# PC mit DVI an TV mit HDMI - Woher Ton nehmen?



## expone (13. August 2008)

Hallo Zusammen!

Ich möchte einen PC mit einem ATI Radeon 9200 Chipsatz an einen Flachbildschirm der Marke SEG anschließen. 

Als Ausgang an der Grafikkarte steht DVI zur Verfügung und als Eingang am Fernseher ein HDMI Anschluss.
Soweit funktioniert das ganze auch super, die Bildqualität ist überzeugend.

Jedoch soll wohl auch am Fernseher über den HDMI Anschluss das Tonsignal eingespeist werden, so dass Bild und Ton auf einem AV-Kanal ausgegeben werden können.

Nun hat das Kabel, das ich besitze, keine Y-Verzweigung, so dass ich am PC Sound- und Grafikkarte anschließen kann.

Wisst ihr ob ich die Grafikkarte PC-intern mit der Soundkarte verbinden kann oder ob eine ein Verzweigungsadapter gibt, von dem ein Audio-Kabel mit Klinke-Stecker für den PC verzweigt wird?

Danke schon mal für Eure Hilfe.


----------



## chmee (13. August 2008)

━━━

__Aufgabe 1__: Zähle die Zeilen, die die Zeichenfolge "cucumber" enthalten, und gib nur diese Zahl an. Groß- und Kleinschreibung ist zu beachten.
Der Text und die Zeilen haben nichts miteinander zu tun.

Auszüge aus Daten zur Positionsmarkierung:
━━━

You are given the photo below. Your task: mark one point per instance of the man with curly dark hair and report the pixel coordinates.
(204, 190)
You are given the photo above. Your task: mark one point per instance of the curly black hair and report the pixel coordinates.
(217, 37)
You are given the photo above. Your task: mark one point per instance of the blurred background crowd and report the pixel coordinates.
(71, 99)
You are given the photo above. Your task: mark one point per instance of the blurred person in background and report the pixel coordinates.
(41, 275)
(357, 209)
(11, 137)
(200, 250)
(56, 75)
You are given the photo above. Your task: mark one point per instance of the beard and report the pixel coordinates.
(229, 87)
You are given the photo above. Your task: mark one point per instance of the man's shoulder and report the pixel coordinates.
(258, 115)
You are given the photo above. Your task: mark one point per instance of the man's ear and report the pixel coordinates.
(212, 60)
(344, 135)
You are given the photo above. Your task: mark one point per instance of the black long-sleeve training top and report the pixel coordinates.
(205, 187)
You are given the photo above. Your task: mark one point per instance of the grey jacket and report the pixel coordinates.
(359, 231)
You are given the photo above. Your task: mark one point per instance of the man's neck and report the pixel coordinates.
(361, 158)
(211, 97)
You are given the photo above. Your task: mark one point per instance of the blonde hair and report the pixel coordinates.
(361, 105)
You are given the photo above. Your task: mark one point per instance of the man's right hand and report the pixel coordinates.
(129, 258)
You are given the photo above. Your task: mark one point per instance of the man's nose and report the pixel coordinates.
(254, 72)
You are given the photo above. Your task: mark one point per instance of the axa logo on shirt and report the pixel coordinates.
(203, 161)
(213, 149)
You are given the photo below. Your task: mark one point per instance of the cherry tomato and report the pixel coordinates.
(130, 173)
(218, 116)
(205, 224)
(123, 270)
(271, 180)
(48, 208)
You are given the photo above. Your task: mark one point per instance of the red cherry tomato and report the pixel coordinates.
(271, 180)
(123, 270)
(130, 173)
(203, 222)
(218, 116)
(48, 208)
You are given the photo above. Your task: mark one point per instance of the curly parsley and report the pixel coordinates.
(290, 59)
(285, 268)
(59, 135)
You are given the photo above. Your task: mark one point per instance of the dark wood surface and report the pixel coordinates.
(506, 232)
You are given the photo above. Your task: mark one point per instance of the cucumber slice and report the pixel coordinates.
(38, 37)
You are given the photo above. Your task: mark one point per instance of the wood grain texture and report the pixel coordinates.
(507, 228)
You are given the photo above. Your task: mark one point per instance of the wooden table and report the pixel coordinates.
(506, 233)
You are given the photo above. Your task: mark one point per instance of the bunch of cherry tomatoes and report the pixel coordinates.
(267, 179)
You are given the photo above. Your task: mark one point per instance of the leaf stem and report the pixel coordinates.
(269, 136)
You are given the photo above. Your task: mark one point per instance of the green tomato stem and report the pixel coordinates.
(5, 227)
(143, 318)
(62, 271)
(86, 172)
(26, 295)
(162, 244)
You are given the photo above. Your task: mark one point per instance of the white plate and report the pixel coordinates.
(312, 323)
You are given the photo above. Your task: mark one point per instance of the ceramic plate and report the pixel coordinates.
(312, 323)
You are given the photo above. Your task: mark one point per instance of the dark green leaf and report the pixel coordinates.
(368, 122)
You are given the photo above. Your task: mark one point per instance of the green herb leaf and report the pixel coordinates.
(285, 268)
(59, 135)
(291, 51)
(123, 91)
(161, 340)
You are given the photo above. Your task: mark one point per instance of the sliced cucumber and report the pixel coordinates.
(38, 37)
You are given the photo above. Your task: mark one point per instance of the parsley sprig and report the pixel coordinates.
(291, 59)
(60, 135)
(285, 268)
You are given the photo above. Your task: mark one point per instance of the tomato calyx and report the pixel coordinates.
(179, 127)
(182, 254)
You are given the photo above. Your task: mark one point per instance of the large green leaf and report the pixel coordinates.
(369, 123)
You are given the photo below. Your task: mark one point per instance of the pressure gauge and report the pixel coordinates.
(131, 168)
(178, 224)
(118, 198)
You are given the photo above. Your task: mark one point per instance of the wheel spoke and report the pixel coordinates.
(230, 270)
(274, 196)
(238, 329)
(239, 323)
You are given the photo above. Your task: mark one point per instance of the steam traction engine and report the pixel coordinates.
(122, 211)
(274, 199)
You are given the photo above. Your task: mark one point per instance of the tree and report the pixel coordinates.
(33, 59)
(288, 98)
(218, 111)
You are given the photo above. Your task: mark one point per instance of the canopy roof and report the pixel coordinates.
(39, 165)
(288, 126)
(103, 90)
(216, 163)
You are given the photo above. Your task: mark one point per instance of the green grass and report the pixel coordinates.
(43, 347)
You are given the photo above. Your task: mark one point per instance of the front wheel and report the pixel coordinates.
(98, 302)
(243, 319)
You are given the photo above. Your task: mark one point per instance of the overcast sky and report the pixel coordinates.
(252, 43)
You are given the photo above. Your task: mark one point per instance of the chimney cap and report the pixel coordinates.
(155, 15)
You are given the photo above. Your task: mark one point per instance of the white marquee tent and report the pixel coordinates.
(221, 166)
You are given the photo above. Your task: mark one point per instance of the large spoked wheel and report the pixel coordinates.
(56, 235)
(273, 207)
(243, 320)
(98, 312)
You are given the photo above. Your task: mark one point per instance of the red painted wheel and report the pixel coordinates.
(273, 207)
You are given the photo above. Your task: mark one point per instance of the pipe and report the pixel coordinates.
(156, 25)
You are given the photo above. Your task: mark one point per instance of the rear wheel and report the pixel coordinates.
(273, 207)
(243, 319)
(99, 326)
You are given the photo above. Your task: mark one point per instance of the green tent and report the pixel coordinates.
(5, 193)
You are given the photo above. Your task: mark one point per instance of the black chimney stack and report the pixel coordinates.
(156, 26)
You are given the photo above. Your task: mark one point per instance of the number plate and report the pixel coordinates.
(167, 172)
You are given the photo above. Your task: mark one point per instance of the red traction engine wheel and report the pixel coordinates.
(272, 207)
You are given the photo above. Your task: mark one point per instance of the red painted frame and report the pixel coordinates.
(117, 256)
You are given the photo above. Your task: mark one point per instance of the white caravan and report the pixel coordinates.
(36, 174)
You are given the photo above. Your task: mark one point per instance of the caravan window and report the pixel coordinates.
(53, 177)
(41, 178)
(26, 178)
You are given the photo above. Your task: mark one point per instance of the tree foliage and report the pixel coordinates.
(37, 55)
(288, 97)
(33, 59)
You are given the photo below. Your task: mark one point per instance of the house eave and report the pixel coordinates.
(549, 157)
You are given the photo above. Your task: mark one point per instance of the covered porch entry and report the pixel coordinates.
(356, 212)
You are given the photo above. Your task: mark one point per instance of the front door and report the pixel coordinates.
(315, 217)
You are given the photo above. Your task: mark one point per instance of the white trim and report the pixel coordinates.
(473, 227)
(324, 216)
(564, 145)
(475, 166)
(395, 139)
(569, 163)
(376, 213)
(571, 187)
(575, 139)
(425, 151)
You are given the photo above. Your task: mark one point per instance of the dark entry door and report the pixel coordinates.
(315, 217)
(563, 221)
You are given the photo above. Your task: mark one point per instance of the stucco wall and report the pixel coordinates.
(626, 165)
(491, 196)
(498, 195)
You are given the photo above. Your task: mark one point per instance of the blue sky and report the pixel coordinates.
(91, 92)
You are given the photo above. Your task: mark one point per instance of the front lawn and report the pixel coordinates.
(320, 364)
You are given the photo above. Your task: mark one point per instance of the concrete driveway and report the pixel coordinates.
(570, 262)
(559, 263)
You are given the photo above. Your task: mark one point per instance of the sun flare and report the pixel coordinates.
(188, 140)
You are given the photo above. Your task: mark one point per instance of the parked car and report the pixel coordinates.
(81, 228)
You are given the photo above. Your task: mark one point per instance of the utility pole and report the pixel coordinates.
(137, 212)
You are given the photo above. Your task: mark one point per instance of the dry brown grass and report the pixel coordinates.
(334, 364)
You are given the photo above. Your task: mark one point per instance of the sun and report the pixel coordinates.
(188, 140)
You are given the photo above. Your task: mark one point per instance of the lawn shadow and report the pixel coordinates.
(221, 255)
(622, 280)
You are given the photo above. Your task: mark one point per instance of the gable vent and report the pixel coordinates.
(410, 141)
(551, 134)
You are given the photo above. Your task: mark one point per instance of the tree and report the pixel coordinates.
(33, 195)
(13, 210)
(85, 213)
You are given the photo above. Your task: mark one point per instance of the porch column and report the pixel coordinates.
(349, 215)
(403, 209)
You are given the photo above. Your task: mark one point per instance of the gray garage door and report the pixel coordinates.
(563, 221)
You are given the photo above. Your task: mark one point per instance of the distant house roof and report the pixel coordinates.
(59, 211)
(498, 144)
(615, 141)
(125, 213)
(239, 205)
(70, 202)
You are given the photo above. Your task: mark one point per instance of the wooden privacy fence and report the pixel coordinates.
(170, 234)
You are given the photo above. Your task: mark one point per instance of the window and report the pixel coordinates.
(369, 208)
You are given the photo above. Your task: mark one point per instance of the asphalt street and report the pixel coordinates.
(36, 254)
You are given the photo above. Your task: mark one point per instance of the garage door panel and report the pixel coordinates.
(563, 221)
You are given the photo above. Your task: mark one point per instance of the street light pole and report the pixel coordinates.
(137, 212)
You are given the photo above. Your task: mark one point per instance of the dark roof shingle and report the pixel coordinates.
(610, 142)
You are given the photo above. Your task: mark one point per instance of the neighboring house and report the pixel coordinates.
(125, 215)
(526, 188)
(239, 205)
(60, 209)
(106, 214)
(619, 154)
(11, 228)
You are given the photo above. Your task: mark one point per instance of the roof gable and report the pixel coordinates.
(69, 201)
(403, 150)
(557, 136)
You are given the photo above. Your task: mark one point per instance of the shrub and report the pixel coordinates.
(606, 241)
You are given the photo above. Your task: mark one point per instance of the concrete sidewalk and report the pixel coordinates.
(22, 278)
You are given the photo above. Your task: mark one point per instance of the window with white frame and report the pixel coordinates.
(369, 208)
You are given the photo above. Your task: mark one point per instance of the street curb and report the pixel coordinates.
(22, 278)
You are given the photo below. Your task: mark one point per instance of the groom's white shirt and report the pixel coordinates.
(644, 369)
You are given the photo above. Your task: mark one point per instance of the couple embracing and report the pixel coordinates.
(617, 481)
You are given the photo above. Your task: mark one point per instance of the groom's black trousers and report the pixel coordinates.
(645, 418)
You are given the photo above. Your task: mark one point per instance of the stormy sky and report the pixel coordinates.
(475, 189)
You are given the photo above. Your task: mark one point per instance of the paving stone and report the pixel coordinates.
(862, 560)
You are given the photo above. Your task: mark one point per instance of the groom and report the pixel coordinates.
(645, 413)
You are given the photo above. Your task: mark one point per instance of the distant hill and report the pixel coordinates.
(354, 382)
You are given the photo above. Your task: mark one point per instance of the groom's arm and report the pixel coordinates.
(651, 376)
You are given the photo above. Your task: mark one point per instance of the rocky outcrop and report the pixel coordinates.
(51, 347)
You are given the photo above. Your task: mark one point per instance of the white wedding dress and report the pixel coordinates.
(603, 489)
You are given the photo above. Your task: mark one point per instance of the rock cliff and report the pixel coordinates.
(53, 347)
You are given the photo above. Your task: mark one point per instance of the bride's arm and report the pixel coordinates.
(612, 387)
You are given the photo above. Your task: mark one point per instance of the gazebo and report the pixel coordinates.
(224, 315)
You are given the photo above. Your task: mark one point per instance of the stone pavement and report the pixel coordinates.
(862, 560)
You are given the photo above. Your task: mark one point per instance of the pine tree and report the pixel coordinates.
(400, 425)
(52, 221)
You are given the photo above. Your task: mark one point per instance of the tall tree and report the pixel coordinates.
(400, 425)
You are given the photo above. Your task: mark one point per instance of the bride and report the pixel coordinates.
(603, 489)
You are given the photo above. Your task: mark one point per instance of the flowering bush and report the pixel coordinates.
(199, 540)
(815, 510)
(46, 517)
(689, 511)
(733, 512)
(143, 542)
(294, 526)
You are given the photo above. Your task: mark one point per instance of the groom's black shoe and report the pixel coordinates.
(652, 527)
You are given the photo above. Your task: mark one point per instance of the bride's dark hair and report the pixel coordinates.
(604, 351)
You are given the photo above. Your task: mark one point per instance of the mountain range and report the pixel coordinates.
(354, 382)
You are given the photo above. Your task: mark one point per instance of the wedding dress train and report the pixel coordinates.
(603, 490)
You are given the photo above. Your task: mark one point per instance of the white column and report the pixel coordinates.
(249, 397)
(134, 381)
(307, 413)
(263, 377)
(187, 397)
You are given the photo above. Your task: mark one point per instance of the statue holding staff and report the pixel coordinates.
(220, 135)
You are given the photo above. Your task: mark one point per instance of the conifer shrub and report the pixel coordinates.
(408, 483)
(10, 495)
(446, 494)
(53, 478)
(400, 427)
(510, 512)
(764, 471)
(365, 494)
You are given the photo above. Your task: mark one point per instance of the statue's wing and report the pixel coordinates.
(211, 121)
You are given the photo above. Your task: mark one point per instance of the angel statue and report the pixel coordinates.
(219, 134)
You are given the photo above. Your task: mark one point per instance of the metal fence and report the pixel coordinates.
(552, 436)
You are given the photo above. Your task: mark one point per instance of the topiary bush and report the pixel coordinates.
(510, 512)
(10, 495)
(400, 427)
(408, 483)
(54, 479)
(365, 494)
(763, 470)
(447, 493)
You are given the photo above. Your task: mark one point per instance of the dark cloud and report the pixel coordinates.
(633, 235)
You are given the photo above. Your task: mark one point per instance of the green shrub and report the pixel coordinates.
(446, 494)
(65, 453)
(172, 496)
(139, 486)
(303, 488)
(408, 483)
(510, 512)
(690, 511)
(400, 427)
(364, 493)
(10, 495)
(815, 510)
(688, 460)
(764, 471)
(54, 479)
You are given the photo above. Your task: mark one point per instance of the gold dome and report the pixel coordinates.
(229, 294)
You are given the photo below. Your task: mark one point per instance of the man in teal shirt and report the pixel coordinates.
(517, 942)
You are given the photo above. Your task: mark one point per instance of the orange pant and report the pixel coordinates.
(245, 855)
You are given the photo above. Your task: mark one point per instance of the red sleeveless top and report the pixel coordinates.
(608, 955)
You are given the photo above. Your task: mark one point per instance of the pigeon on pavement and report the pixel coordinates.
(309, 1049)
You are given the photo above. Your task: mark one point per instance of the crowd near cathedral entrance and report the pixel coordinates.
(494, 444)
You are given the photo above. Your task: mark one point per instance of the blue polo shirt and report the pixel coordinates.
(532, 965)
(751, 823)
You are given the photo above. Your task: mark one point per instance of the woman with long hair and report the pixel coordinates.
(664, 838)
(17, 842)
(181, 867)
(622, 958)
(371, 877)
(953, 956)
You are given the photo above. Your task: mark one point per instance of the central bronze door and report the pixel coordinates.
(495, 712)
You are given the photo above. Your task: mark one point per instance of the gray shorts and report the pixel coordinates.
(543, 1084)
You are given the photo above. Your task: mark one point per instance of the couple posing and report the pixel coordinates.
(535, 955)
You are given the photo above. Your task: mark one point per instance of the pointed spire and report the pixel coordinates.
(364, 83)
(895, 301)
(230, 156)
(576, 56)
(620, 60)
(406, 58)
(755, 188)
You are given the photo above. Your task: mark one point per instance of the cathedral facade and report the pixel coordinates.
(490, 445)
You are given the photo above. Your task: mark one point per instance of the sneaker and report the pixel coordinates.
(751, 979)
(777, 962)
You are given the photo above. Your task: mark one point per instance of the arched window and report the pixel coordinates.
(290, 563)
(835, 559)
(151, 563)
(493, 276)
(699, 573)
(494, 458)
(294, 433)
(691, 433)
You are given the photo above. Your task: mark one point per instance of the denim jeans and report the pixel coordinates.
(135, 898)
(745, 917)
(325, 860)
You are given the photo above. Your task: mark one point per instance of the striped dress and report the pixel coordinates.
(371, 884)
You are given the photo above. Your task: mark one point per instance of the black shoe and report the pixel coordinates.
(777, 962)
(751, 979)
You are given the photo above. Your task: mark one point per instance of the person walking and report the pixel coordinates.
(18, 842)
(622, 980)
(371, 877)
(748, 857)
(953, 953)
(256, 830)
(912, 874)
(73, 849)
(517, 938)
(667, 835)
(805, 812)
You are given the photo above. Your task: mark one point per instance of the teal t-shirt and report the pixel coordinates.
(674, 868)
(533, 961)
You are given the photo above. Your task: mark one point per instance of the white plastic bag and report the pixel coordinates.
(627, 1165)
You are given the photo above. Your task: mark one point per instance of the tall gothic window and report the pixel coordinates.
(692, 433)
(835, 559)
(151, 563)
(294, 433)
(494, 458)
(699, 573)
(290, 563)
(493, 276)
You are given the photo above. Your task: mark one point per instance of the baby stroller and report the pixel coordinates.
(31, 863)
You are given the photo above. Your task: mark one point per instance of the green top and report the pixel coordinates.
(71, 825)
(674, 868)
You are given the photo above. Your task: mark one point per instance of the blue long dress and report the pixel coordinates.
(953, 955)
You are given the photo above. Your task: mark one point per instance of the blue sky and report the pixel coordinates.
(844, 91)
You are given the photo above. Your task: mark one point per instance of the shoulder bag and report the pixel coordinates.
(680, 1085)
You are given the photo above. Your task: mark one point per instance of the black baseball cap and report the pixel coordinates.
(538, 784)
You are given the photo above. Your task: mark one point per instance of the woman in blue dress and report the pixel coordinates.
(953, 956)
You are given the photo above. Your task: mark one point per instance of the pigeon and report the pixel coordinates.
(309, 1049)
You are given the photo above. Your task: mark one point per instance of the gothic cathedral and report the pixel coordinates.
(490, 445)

━━━

__Aufgabe 2__: Setze den Forumsthread über den Ton beim Anschluss eines PCs per DVI an einen Fernseher mit HDMI dort fort, wo er endet.

__Schriftliche Antwort 1__: 2

__Schriftliche Antwort 2__:
Hmm, mit der DVI-HDMI-Strippe wirst Du kein Ton senden können. Noch dazu ist -meines Erachtens- der Sound digital kodiert, also einfach Y-Adapter von Miniklinke auf HDMI wird auch nix bringen. Kannst Du nicht im Fernseher einstellen, welchen Audio-Eingang Du dazuschaltest ? Könntest Du mal die Typenbezeichnung des SEG nennen ?

mfg chmee


----------



## expone (13. August 2008)

Das ist momentan auch noch mein Problem. Muss das bei nem Bekannten von mir machen und hab mir vergessen den TV-Typ aufzuschreiben 

Werd ich heut Abend nachholfen


----------



## Gunah (13. August 2008)

es geht nur bei DVI mit HDCP, ohne das kann DVI zu HDMI kein Ton übertragen...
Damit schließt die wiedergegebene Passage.